*ЦЕЛЬ ЗАДАНИЯ:*
Пожалуйста, ответьте на вопросы по отрывку об Аделаиде Герцык.
1. В переписке с кем Брюсов, может быть, открывал себя до конца?
2. Из чего был свит жгут на волосах Макса Волошина в описании Евгении Герцык?
3. Как Макс объяснил Цветаевой, что такое «заплачки»?

*ФРАГМЕНТ ИСТОЧНИКА:*
Брюсов, может быть, открывавший себя до конца только в переписке с Ниной Петровской, в поэзии этого все-таки себе не позволял, закутываясь в нее, как в мантию надменного Ассаргадона, смертельно боящегося дать понять, как на самом деле он уязвим. Поэтому Аделаиду Герцык, не драпировавшуюся ни в какой театральный реквизит, а с девических времен чувствующую лишь крахмальный холодок кружевной пелерины вокруг своей слабой шеи "с веточками синевы", влекло не к Брюсову, а к тоже немножко театральному, но зато такому теплому, могуче легкому Максу Волошину, описанному ее сестрой Евгенией Герцык так: "Сандалии на босу ногу. Буйные волосы перевязаны жгутом, как это делали встарь вихрастые сапожники. Но жгут этот свит из седой полыни. Наивный и горький веночек венчал его дремучую голову". Цветаева вспоминала: "…он ‹Макс› живописал мне ее – немолодая, глухая, некрасивая, неотразимая. Пришла и увидела только неотразимую. Кстати, одна опечатка – и везло же на них Максу! В статье обо мне, говоря о моих старших предшественницах: "древние заплатки Аделаиды Герцык"… "Но, М‹аксимилиан› А‹лександрович›, я не совсем понимаю, почему у этой поэтессы – заплатки? И почему еще и древние?" Макс, сияя: "А это не заплатки, это заплачки, женские народные песни такие, от плача". А потом А. Герцык мне, философски: "Милая, в опечатках иногда глубокая мудрость; каждые стихи в конце концов – заплата на прорехах жизни".

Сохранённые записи

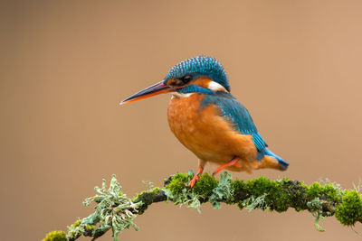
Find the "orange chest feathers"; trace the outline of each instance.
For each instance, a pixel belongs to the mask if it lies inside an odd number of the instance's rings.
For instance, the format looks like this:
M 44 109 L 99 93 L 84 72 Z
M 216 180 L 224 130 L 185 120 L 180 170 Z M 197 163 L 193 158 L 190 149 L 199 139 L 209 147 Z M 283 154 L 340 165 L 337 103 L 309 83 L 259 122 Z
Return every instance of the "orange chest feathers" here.
M 198 158 L 215 162 L 231 160 L 243 152 L 250 136 L 236 134 L 230 123 L 220 116 L 214 105 L 202 108 L 203 94 L 186 97 L 173 97 L 168 104 L 167 118 L 171 131 Z

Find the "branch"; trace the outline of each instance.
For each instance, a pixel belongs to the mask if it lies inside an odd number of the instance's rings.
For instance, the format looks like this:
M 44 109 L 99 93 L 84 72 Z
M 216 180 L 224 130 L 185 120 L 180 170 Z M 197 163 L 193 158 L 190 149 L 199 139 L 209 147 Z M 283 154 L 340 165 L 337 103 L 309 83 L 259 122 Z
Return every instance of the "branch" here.
M 133 222 L 137 215 L 143 214 L 149 205 L 160 201 L 172 201 L 180 206 L 197 209 L 203 203 L 210 202 L 219 209 L 220 203 L 236 204 L 242 210 L 247 209 L 274 210 L 284 212 L 292 208 L 296 211 L 307 210 L 315 219 L 318 231 L 324 231 L 319 220 L 335 216 L 344 226 L 354 226 L 362 222 L 361 183 L 354 190 L 342 190 L 337 183 L 326 180 L 308 186 L 298 181 L 287 178 L 272 181 L 260 177 L 250 181 L 232 181 L 226 171 L 217 181 L 205 173 L 190 189 L 187 184 L 194 176 L 177 173 L 165 180 L 165 187 L 153 187 L 137 197 L 129 199 L 122 192 L 122 188 L 113 175 L 110 187 L 103 180 L 101 188 L 96 187 L 97 194 L 85 199 L 83 204 L 96 203 L 95 212 L 77 220 L 68 227 L 68 234 L 62 231 L 50 232 L 43 241 L 72 241 L 81 236 L 90 236 L 91 240 L 112 230 L 114 240 L 119 240 L 119 234 L 124 228 L 138 227 Z

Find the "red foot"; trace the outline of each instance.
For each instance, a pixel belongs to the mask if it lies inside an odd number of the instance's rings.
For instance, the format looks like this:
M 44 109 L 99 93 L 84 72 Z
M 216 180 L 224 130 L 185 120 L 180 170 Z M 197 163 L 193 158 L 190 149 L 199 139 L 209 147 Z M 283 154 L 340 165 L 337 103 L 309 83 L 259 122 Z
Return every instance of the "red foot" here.
M 229 166 L 234 166 L 234 167 L 237 167 L 237 168 L 239 168 L 239 169 L 242 169 L 242 166 L 239 165 L 239 163 L 237 162 L 237 161 L 239 161 L 239 160 L 240 160 L 240 157 L 235 156 L 235 157 L 233 158 L 232 161 L 230 161 L 229 162 L 226 162 L 226 163 L 224 163 L 224 164 L 220 165 L 220 166 L 215 170 L 215 171 L 213 172 L 213 177 L 214 177 L 214 175 L 216 175 L 220 171 L 222 171 L 223 169 L 225 169 L 226 167 L 229 167 Z
M 203 173 L 204 168 L 199 167 L 197 173 L 194 176 L 194 178 L 190 181 L 190 183 L 188 183 L 188 186 L 190 188 L 194 188 L 195 183 L 200 179 L 200 175 Z

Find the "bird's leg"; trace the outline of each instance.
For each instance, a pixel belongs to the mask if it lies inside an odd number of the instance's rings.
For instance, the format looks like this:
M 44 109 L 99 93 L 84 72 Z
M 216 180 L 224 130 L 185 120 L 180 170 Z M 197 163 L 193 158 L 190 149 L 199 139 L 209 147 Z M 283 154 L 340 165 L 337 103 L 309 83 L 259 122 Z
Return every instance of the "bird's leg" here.
M 194 178 L 190 181 L 190 183 L 188 183 L 188 186 L 190 188 L 193 188 L 195 183 L 196 183 L 196 181 L 200 179 L 200 175 L 203 173 L 204 171 L 204 167 L 205 164 L 206 163 L 206 162 L 205 162 L 204 160 L 199 159 L 198 160 L 198 170 L 197 170 L 197 173 L 194 176 Z
M 236 168 L 241 169 L 242 166 L 239 165 L 239 163 L 237 162 L 240 160 L 240 157 L 238 156 L 234 156 L 229 162 L 226 162 L 224 164 L 220 165 L 214 172 L 213 172 L 213 177 L 214 175 L 216 175 L 220 171 L 222 171 L 223 169 L 225 169 L 226 167 L 229 166 L 234 166 Z

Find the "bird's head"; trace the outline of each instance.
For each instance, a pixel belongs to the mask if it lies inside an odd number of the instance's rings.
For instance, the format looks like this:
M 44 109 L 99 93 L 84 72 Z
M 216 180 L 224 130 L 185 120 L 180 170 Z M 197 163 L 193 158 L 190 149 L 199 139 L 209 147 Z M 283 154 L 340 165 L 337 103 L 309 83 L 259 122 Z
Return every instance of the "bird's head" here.
M 120 105 L 168 92 L 188 94 L 216 91 L 230 92 L 223 66 L 212 57 L 197 56 L 175 65 L 162 81 L 129 97 Z

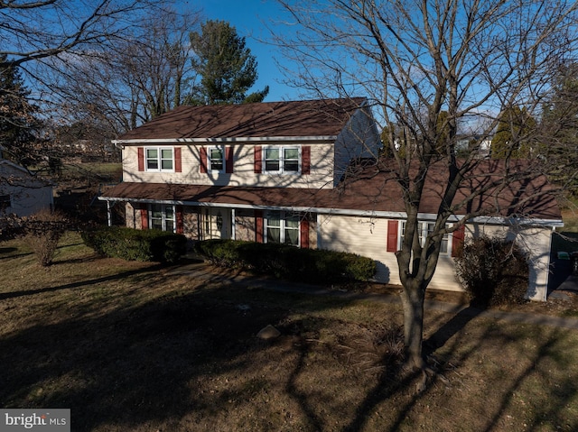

*РЕШЕНИЕ ЗАДАЧИ:*
1. С Ниной Петровской.
2. Из седой полыни.
3. Это женские народные песни, от плача.